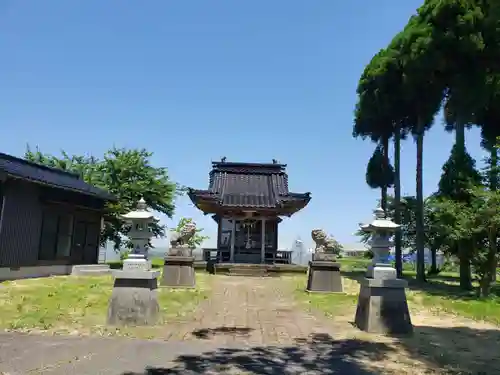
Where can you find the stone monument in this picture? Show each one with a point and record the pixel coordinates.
(324, 271)
(134, 300)
(178, 270)
(382, 305)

THE REQUEST: Can you turn the lines above into a JSON list of strings, with one string per line, no blank lines, and the pictures left out?

FULL OUTPUT:
[
  "Where can you find the stone monument in this picture? Show each one with a point and record the pixel coordinates.",
  "(324, 271)",
  "(134, 300)",
  "(178, 270)",
  "(382, 305)"
]